* **WORK TO BE COMPLETED**
Extract every line of the material that holds the string "item".

DATA TO USE section start

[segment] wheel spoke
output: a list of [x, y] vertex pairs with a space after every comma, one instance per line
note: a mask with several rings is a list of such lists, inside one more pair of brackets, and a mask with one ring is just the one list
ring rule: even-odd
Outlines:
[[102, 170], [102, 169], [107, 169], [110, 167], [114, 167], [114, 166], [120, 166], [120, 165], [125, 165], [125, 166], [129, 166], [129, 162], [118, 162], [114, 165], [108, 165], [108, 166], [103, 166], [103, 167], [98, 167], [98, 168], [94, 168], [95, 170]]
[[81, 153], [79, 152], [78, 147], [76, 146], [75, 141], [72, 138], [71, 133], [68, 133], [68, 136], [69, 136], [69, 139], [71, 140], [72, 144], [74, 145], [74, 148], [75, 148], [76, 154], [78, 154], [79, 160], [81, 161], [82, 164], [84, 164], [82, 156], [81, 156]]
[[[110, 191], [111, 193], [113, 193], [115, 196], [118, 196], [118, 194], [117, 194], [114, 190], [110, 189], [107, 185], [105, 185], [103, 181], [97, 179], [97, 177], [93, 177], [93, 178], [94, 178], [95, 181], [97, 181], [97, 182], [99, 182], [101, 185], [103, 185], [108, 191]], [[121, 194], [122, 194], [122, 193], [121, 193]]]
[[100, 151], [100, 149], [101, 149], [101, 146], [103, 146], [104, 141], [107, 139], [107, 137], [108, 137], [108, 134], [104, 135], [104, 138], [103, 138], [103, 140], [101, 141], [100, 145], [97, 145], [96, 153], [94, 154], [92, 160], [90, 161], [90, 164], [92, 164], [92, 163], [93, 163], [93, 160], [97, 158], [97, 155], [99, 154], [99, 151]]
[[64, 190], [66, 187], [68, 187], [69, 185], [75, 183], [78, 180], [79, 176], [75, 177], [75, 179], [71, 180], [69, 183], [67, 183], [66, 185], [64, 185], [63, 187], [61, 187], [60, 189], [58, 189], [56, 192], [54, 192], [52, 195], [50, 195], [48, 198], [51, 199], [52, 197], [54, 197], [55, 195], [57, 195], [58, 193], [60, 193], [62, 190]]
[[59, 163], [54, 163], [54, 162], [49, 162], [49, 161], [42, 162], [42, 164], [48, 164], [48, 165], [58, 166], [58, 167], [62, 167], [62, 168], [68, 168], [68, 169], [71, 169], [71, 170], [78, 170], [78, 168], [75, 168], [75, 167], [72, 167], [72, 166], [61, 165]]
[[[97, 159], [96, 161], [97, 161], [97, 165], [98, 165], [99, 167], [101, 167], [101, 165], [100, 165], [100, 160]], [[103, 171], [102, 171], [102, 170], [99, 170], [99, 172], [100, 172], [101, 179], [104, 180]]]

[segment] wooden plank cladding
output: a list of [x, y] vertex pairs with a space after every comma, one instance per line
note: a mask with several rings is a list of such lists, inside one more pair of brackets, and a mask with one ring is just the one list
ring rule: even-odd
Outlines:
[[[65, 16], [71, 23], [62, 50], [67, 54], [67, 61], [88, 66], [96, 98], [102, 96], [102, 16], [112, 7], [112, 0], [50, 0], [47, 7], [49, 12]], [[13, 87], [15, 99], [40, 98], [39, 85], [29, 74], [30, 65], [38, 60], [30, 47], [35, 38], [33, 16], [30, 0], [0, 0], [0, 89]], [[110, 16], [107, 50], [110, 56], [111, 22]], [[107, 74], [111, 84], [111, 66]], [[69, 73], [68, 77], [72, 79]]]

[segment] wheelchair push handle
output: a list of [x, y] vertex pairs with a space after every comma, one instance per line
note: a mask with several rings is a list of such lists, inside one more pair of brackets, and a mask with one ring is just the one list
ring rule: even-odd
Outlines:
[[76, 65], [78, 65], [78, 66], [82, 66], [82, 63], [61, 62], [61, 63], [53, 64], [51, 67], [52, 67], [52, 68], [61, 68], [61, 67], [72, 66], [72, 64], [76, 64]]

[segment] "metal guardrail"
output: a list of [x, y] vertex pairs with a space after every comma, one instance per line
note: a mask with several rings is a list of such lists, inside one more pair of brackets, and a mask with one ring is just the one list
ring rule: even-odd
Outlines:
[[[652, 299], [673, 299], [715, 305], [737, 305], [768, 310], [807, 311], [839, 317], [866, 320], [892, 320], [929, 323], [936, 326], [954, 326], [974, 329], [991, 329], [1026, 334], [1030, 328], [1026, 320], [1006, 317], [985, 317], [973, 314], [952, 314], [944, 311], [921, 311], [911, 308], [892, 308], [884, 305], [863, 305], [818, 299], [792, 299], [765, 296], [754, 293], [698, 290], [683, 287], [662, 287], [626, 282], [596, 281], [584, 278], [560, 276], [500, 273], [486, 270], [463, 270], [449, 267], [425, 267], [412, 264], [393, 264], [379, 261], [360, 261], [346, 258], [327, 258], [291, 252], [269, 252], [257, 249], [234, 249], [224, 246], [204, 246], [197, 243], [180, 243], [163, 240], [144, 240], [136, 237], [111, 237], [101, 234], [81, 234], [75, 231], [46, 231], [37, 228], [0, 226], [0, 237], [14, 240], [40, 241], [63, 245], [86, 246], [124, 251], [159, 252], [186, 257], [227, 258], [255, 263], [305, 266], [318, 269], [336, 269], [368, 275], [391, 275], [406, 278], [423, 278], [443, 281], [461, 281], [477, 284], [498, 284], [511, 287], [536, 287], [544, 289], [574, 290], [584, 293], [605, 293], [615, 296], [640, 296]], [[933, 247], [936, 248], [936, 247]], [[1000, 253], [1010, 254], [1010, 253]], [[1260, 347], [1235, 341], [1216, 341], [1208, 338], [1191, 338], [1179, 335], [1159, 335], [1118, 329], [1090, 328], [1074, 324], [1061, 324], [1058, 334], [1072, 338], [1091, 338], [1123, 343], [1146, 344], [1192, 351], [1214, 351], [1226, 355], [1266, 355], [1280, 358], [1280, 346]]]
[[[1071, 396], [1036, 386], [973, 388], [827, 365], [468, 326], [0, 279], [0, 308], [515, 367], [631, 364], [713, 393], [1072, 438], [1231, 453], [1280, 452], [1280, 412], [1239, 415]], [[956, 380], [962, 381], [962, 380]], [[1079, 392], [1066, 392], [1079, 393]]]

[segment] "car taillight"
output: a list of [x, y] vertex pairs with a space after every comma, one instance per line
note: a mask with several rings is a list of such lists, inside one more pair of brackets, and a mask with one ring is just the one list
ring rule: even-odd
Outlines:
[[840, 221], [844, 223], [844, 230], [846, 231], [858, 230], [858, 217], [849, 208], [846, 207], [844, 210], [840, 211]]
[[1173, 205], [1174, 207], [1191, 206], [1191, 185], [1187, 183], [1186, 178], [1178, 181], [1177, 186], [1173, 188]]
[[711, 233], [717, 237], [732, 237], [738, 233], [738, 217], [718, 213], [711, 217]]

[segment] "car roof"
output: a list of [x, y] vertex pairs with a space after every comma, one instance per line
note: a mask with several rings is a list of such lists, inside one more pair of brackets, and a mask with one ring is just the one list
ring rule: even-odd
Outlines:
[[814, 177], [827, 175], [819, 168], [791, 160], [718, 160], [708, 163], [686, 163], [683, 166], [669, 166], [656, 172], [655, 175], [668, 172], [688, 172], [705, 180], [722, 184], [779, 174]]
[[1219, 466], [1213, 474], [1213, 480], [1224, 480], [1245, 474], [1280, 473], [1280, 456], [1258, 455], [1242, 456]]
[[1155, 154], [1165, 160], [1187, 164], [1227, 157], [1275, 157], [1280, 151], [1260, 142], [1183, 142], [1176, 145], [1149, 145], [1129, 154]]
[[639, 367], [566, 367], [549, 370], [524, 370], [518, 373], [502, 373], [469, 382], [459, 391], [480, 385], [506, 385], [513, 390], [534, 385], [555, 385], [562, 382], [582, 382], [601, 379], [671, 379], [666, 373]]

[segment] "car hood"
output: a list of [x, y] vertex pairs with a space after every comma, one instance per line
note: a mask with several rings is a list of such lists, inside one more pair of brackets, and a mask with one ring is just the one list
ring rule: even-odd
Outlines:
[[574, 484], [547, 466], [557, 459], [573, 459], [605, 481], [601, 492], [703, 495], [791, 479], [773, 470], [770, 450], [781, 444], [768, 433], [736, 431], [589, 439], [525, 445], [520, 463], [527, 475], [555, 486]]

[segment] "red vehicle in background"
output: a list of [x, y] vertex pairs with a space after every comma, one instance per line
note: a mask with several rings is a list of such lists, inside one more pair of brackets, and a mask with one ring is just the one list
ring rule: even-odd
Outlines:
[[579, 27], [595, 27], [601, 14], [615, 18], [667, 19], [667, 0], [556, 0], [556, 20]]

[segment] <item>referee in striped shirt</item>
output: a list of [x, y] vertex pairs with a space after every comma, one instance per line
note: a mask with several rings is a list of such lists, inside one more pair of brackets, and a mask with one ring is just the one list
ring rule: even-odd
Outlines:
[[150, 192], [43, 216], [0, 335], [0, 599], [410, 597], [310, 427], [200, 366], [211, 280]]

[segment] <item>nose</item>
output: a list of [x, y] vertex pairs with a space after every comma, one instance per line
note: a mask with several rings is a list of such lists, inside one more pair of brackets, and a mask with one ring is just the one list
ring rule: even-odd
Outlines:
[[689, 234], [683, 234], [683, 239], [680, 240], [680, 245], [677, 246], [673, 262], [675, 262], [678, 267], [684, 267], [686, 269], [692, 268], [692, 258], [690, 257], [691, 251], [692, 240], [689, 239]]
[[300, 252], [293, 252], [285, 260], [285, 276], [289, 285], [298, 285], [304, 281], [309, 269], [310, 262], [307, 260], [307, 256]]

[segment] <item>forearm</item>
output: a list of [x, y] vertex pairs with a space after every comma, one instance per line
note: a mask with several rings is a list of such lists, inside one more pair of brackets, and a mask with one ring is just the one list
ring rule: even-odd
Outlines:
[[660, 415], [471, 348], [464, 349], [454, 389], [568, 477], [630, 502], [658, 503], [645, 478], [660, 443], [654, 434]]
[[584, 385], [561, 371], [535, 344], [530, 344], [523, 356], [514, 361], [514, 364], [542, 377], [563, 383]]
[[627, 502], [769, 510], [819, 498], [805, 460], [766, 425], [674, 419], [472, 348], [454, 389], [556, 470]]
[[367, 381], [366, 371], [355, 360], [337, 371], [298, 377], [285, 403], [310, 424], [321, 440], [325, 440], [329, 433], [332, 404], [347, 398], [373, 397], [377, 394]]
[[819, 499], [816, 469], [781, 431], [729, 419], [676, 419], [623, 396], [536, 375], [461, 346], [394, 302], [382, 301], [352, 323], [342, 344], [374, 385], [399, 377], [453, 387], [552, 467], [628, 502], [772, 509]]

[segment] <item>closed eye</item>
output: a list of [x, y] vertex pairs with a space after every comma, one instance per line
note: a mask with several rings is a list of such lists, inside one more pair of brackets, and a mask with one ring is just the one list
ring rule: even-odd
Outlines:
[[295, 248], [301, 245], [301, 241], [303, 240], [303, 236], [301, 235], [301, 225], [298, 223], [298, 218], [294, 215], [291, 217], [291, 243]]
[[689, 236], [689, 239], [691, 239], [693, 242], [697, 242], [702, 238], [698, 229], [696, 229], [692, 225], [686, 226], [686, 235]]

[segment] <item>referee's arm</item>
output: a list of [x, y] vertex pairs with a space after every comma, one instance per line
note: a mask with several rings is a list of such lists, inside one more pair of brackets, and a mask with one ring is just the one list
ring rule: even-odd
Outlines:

DATA TO USE section end

* **ANSWER SPACE**
[segment] <item>referee in striped shirt</item>
[segment] <item>nose</item>
[segment] <item>forearm</item>
[segment] <item>closed eye</item>
[segment] <item>referee's arm</item>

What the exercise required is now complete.